___ DATA PROVIDED ___

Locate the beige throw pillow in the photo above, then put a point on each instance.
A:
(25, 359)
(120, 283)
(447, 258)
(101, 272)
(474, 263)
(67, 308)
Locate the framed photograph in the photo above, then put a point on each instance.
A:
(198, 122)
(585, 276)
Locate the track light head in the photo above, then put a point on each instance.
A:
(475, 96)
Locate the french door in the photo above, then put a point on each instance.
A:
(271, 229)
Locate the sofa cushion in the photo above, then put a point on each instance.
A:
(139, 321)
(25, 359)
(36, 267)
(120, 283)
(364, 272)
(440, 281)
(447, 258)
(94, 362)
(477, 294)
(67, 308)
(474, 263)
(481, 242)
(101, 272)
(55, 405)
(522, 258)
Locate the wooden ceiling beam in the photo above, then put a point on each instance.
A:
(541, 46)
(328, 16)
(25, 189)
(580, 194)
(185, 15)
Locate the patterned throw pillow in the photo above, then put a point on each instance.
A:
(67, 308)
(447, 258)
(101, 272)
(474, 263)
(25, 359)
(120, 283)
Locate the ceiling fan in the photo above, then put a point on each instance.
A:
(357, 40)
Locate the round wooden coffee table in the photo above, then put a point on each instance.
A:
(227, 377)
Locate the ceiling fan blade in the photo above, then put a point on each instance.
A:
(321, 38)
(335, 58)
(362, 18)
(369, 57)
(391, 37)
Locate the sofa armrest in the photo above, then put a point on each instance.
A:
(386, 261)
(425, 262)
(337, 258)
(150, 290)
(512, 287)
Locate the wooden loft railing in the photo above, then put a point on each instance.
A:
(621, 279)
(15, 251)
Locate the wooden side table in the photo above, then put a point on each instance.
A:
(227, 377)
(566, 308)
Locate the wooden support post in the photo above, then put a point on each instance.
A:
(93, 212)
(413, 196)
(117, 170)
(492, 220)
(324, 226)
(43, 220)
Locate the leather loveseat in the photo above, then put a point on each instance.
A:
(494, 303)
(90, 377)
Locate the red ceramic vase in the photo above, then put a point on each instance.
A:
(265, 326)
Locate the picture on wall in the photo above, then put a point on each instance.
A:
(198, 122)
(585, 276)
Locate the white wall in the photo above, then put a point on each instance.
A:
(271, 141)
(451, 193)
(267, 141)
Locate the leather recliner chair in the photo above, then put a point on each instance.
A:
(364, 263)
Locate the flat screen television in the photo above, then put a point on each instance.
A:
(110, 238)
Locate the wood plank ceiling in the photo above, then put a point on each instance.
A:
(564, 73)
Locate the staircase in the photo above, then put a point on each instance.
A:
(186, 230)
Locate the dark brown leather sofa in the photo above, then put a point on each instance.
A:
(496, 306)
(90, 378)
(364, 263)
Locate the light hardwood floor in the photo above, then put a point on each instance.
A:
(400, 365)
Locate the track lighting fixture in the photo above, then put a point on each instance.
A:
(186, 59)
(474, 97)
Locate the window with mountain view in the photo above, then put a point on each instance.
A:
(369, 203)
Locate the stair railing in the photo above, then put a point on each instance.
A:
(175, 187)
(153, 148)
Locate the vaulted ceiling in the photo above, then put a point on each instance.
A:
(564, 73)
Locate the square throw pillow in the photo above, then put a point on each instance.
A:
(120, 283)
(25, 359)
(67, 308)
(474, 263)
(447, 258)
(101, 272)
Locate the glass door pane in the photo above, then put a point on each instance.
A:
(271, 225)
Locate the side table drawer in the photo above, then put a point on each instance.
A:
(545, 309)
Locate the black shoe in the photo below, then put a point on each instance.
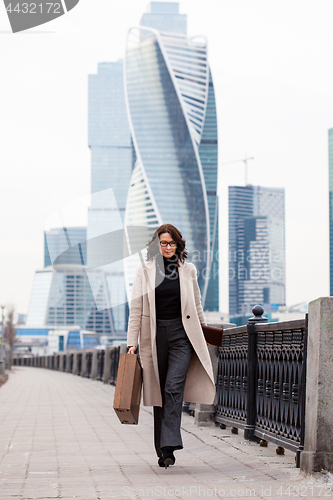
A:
(168, 456)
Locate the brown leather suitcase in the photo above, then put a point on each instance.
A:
(127, 394)
(213, 335)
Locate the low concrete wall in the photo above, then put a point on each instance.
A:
(318, 443)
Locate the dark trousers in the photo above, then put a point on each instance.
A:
(174, 352)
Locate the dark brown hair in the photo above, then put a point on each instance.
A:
(153, 244)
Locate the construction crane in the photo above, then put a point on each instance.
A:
(245, 160)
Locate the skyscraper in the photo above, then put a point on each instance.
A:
(165, 17)
(172, 111)
(111, 168)
(330, 167)
(257, 248)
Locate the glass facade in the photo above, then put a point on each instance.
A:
(256, 248)
(208, 151)
(169, 92)
(65, 297)
(111, 167)
(330, 166)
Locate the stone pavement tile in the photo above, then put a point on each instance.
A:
(72, 431)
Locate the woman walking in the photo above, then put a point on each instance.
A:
(166, 317)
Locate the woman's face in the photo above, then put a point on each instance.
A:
(167, 251)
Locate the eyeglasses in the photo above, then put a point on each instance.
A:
(173, 244)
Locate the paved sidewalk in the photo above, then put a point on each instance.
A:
(60, 438)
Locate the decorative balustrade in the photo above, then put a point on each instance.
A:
(91, 364)
(261, 381)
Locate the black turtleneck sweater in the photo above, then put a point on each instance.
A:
(167, 289)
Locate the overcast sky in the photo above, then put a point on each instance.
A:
(272, 68)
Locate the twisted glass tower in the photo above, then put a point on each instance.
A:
(171, 107)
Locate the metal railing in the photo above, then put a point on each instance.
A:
(261, 381)
(79, 363)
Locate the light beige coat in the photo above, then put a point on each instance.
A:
(199, 386)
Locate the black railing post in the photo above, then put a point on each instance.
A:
(252, 364)
(303, 395)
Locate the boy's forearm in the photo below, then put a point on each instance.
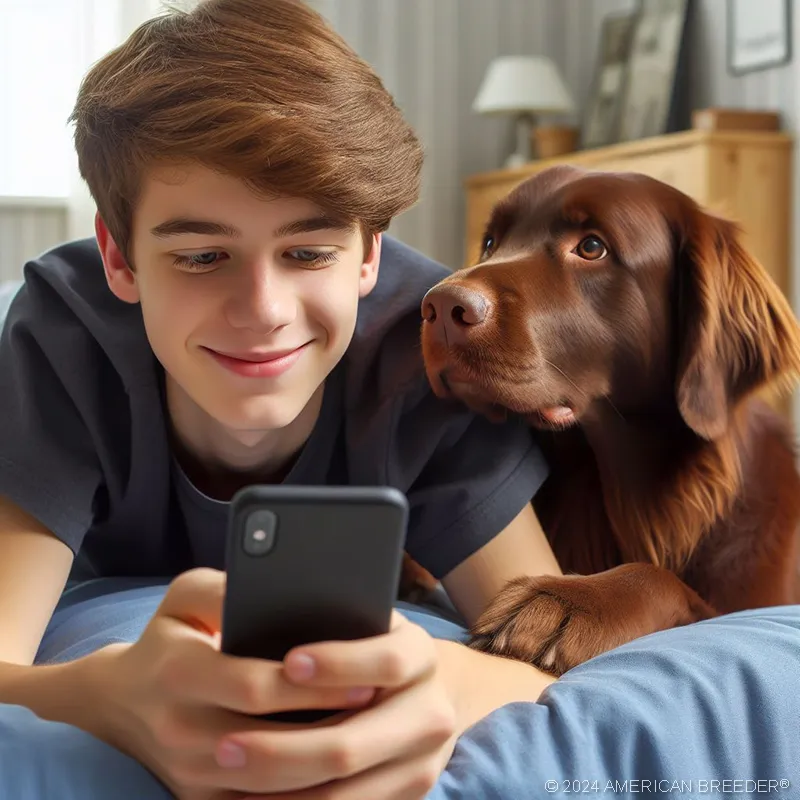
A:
(74, 692)
(481, 683)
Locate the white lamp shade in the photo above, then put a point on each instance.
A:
(515, 84)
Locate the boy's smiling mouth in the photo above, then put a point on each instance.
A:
(258, 364)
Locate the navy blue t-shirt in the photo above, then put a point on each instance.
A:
(85, 445)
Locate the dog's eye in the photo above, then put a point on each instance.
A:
(591, 248)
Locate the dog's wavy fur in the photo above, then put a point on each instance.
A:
(676, 497)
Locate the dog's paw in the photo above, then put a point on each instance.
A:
(554, 623)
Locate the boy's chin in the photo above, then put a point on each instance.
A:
(257, 417)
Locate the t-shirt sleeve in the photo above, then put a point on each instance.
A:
(467, 478)
(48, 464)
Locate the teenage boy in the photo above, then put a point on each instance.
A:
(241, 318)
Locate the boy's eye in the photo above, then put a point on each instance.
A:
(198, 261)
(313, 258)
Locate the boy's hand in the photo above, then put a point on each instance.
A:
(394, 749)
(181, 707)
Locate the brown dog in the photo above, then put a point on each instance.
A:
(632, 329)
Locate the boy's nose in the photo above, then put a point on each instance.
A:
(263, 304)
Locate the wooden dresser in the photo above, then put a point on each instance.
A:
(745, 176)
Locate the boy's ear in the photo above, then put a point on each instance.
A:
(119, 276)
(369, 269)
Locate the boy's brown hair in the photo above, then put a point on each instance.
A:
(262, 90)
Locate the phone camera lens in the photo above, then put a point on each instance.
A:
(259, 533)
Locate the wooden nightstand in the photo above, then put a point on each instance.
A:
(745, 176)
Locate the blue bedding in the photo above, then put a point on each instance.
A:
(712, 709)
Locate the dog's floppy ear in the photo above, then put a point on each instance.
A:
(736, 330)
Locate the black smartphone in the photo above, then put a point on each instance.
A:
(308, 564)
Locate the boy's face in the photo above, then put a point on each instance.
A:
(248, 303)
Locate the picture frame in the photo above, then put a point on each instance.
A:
(600, 125)
(759, 35)
(654, 93)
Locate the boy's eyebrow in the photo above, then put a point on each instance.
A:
(179, 225)
(182, 225)
(318, 223)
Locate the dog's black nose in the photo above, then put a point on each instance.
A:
(454, 308)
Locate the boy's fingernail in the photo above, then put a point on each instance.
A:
(300, 666)
(230, 755)
(362, 694)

___

Read through the entries above, and wherever a line holds the string "face", copy it.

Locate the woman's face in the photo above, then put a point on each instance.
Locate the boy's face in the photo above, then put a point on each instance.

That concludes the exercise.